= BRIEF =
List each line of the records below as a string in a JSON array, from the first line through the line containing "box: [261, 93, 274, 108]", and omit blank lines.

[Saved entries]
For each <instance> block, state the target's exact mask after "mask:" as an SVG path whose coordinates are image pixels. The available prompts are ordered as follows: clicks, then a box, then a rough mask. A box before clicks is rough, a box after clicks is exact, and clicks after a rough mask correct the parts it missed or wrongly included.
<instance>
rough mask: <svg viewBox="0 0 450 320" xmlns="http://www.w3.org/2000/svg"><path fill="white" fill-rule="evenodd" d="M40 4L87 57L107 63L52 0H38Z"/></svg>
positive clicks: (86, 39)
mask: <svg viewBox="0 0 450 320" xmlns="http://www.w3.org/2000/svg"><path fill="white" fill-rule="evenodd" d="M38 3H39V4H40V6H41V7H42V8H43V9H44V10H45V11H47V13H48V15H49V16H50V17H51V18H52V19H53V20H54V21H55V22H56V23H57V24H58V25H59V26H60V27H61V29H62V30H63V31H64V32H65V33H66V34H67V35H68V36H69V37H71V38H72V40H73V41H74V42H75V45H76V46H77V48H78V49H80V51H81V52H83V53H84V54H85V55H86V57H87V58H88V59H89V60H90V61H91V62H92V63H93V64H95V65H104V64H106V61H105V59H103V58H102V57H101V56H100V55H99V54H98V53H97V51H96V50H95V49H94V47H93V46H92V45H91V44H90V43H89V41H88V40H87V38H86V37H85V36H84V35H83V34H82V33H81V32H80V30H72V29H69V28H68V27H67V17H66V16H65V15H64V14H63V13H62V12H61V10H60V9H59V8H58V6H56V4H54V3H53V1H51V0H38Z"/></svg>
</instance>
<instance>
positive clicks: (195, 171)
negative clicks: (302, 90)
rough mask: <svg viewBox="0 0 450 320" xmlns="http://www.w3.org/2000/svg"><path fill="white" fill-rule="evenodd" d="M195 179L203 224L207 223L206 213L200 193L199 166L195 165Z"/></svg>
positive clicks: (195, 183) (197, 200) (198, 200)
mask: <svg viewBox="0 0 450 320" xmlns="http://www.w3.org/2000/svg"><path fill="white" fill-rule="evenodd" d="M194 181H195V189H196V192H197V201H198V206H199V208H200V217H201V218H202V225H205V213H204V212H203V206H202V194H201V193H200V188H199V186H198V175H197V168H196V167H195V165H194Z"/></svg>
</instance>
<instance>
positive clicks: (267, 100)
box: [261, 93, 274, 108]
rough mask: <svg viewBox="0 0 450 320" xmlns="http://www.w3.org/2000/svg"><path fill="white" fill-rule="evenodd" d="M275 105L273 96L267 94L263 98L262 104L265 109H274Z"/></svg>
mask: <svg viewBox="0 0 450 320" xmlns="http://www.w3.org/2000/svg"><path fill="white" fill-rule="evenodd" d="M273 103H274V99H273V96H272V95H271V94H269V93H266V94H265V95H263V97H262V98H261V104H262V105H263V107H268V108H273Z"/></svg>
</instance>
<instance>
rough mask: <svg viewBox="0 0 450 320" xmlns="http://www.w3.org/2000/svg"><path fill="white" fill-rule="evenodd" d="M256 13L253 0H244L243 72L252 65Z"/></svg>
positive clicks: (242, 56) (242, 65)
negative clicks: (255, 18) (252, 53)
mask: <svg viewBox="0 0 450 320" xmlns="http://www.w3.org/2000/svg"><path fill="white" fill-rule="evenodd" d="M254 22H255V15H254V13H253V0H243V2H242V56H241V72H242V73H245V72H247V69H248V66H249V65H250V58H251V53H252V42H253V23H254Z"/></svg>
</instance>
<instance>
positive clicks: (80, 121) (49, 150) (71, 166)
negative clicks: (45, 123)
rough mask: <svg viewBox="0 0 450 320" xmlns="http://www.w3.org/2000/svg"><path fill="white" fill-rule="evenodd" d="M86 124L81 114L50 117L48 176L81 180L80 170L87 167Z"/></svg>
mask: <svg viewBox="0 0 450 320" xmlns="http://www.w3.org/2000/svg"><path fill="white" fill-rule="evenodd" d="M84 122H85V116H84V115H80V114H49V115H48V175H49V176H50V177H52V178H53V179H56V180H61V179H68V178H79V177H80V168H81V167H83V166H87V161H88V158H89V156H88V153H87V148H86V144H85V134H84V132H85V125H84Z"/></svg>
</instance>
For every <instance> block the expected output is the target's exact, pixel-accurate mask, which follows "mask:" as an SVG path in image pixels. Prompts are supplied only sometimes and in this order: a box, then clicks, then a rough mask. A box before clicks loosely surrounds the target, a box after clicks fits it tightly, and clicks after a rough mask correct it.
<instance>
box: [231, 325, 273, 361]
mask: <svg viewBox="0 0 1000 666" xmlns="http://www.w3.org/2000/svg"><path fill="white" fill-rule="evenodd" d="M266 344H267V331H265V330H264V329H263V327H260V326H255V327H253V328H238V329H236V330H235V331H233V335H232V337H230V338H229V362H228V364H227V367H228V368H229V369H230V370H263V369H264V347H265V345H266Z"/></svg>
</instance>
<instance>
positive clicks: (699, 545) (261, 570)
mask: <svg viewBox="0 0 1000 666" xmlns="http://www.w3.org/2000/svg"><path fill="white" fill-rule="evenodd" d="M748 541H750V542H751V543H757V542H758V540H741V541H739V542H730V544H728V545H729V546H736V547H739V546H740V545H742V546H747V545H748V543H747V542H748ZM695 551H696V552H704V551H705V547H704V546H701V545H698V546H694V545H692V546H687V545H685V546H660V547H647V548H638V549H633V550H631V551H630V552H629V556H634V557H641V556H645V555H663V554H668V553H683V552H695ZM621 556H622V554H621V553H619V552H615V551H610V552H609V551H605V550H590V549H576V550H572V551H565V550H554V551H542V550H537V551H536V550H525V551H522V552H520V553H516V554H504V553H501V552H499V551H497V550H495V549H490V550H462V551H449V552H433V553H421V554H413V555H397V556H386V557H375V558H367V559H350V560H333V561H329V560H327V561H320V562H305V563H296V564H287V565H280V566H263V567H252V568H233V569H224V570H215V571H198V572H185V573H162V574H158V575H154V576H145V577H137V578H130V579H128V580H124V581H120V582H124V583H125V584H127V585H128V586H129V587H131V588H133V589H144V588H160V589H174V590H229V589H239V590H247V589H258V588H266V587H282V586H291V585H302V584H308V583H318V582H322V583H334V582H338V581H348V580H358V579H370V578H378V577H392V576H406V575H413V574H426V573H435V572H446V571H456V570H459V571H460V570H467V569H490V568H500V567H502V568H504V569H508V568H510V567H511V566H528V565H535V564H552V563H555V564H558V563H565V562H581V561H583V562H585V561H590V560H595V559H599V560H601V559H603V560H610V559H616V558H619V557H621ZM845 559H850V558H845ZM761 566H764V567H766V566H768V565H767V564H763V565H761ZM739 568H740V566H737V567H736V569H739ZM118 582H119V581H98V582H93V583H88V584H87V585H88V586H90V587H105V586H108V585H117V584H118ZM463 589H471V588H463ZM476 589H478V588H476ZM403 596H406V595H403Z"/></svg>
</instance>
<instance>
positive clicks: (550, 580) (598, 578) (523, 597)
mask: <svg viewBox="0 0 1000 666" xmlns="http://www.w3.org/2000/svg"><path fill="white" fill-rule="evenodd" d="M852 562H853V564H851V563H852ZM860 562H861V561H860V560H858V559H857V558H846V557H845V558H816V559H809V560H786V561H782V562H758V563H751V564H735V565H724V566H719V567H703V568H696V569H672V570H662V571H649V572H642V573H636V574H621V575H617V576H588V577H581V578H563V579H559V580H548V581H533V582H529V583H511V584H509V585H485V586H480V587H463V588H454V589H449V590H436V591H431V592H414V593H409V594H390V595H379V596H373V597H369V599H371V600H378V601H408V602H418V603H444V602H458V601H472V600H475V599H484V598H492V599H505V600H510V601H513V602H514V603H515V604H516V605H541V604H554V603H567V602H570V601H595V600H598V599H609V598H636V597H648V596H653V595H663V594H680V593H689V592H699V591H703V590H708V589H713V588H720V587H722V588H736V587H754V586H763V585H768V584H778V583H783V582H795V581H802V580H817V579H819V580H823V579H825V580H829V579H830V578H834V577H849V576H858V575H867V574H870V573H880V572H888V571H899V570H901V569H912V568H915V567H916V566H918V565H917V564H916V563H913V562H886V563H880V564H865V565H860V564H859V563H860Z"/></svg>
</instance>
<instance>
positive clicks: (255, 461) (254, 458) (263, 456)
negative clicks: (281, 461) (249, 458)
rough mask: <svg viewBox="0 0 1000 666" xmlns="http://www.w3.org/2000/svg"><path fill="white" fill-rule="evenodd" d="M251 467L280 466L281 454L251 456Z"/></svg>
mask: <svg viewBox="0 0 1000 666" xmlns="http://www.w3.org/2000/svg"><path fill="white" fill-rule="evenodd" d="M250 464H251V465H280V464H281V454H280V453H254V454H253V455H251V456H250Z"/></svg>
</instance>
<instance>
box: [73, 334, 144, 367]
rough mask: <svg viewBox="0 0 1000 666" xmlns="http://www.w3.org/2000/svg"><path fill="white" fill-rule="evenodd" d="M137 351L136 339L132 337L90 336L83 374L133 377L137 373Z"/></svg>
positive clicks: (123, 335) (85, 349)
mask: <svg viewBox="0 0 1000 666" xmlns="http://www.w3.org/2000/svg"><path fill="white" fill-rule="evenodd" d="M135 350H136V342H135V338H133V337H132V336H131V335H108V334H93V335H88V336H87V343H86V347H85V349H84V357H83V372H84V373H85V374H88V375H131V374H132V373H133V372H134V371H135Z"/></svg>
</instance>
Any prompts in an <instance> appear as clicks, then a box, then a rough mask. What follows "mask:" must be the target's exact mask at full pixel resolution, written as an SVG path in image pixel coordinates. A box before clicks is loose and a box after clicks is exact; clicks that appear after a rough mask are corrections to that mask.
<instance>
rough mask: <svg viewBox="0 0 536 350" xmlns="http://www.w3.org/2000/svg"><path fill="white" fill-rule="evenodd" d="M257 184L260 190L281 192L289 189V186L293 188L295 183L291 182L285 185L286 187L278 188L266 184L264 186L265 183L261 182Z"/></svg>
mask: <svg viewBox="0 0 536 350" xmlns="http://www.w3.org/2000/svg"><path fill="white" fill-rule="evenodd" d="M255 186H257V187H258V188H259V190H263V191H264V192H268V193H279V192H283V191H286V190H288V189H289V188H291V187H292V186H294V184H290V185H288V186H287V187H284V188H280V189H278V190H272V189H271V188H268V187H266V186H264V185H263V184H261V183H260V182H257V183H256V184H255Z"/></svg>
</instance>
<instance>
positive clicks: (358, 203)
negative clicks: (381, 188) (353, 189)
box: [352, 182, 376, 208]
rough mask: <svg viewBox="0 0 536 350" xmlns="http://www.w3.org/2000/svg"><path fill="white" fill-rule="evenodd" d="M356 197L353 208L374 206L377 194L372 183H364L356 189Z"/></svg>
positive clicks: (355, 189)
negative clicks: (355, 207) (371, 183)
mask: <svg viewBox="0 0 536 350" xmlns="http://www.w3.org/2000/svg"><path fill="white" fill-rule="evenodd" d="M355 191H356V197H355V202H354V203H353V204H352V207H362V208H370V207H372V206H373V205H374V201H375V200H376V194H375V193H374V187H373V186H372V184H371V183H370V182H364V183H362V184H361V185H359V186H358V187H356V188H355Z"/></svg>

= YOUR SOLUTION =
[
  "For each <instance> block, state the target's exact mask after \"mask:\" as an SVG path whose coordinates are image pixels. The available prompts are ordered as follows: clicks, then a box, then a rough mask. A box before clicks is rough, a box after clicks is exact, and clicks after a rough mask correct the parts it missed or wrongly included.",
  "<instance>",
  "rough mask: <svg viewBox=\"0 0 450 320\" xmlns=\"http://www.w3.org/2000/svg\"><path fill=\"white\" fill-rule=\"evenodd\" d=\"M40 4L87 57L107 63L52 0H38Z\"/></svg>",
  "positive clicks: (86, 39)",
  "mask: <svg viewBox=\"0 0 450 320\" xmlns=\"http://www.w3.org/2000/svg\"><path fill=\"white\" fill-rule=\"evenodd\" d=\"M38 3H39V4H40V6H41V7H42V8H43V9H44V10H45V11H47V13H48V15H49V16H50V17H51V18H52V19H53V20H54V21H55V22H56V23H57V24H58V25H59V26H60V27H61V29H62V30H63V31H64V32H65V33H66V34H67V35H68V36H69V37H71V38H72V40H73V41H74V42H75V45H76V46H77V48H78V49H80V51H81V52H83V53H84V54H85V55H86V57H87V58H88V59H89V60H90V61H91V62H92V63H93V64H95V65H104V64H106V61H105V59H103V58H102V57H101V56H100V55H99V54H98V53H97V51H96V50H95V49H94V47H93V46H92V45H91V44H90V43H89V41H88V40H87V38H86V37H85V36H84V35H83V34H82V33H81V32H80V30H72V29H69V28H68V27H67V17H66V16H65V15H64V14H63V13H62V12H61V10H60V9H59V8H58V6H56V4H54V3H53V1H51V0H38Z\"/></svg>",
  "</instance>",
  "<instance>",
  "positive clicks: (195, 171)",
  "negative clicks: (302, 90)",
  "rough mask: <svg viewBox=\"0 0 450 320\" xmlns=\"http://www.w3.org/2000/svg\"><path fill=\"white\" fill-rule=\"evenodd\" d=\"M195 179L203 224L207 223L206 213L200 193L199 166L195 165Z\"/></svg>",
  "positive clicks: (195, 183) (197, 200) (198, 200)",
  "mask: <svg viewBox=\"0 0 450 320\" xmlns=\"http://www.w3.org/2000/svg\"><path fill=\"white\" fill-rule=\"evenodd\" d=\"M194 181H195V189H196V192H197V201H198V206H199V208H200V217H201V218H202V225H205V213H204V212H203V206H202V194H201V193H200V188H199V186H198V175H197V168H196V167H195V165H194Z\"/></svg>",
  "</instance>",
  "<instance>",
  "positive clicks: (267, 100)",
  "box: [261, 93, 274, 108]"
]